### Bloque de texto
Es muy anacrónica a la luz del pensamiento moderno, una institución en la que el pueblo de Dios no participa en la elección de los Obispos; en la que las mujeres tienen vetado el acceso al sacerdocio y son tratadas como ciudadanas de segunda;  en la que no hay separación de poderes, en la medida que, el poder está concentrado en una minoría (ministerio ordenado); en la que la mayoría laical sigue teniendo un papel subalterno y secundario.

Una iglesia del poder donde sólo los hombres mandan, una iglesia separada entre los de “arriba” y los de “abajo”, no puede ser la iglesia de Jesús, en la que nos tratamos como hermanas y hermanos.

 

Desde mi punto de vista la minoría preconciliar que “perdió” el Concilio Vaticano II ha acabado imponiendo sus posiciones por la vía de los hechos,  apoyada por los sucesivos papados de Juan Pablo II y Benedicto XVI. El Código de Derecho Canónico es la culminación de tal proceso involucionista. Hay una distancia “sideral” entre el Concilio Vaticano II y el Código de Derecho Canónico.

Se empiezan a alzar voces pidiendo un nuevo Concilio (Concilio Vaticano III ) como único espacio posible en el que abordar las necesarias reformas estructurales que necesita nuestra Iglesia.

### Instrucciones
**a)** En el texto sobre la Iglesia, cambia "Código de Derecho Canónico" por "ordenamiento canónico" y copia el pasaje que empieza en "Una iglesia del" y termina en "necesita nuestra Iglesia.".
**b)** Prolonga el texto sobre la reforma de la Iglesia a partir del punto en que se detiene.
Las líneas no tienen ningún papel en esto.

### Datos sin procesar
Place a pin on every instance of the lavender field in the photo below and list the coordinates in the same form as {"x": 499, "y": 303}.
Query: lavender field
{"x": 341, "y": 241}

### Respuestas
**a)**
Una iglesia del poder donde sólo los hombres mandan, una iglesia separada entre los de “arriba” y los de “abajo”, no puede ser la iglesia de Jesús, en la que nos tratamos como hermanas y hermanos.

 

Desde mi punto de vista la minoría preconciliar que “perdió” el Concilio Vaticano II ha acabado imponiendo sus posiciones por la vía de los hechos,  apoyada por los sucesivos papados de Juan Pablo II y Benedicto XVI. El ordenamiento canónico es la culminación de tal proceso involucionista. Hay una distancia “sideral” entre el Concilio Vaticano II y el ordenamiento canónico.

Se empiezan a alzar voces pidiendo un nuevo Concilio (Concilio Vaticano III ) como único espacio posible en el que abordar las necesarias reformas estructurales que necesita nuestra Iglesia.

**b)**
La iniciativa “pro Concilio-Concilio desde abajo” puesta en marcha en la diócesis de Rottenburg-Stuttgart, señala que “la Iglesia sólo puede cumplir eficazmente su misión de transmitir el mensaje gozoso del Evangelio si es creíble. Las estructuras de poder monárquicas, el clericalismo masculino, el celibato obligatorio, una moral sexual rígida y numerosas fijaciones dogmáticas no son parte del mensaje bíblico de salvación, sino las reliquias del 'congelador' de la historia de la iglesia que bloquean el camino de innumerables personas hacia el evangelio.

No es posible que la Iglesia tenga éxito a la hora de sostener la "antorcha de la esperanza" mientras se distinga de la sociedad como una pequeña minoría con estructuras de liderazgo antidemocráticas, con una doctrina incomprensible y con una liturgia con un lenguaje incomprensible. Solo puede funcionar en una iglesia que formula un mensaje de manera atractiva para la gente de hoy y que es escuchada porque vive lo que proclama".

En definitiva, estamos ante una Iglesia muy alejada de las características que debe tener la comunidad de los seguidores de Jesucristo.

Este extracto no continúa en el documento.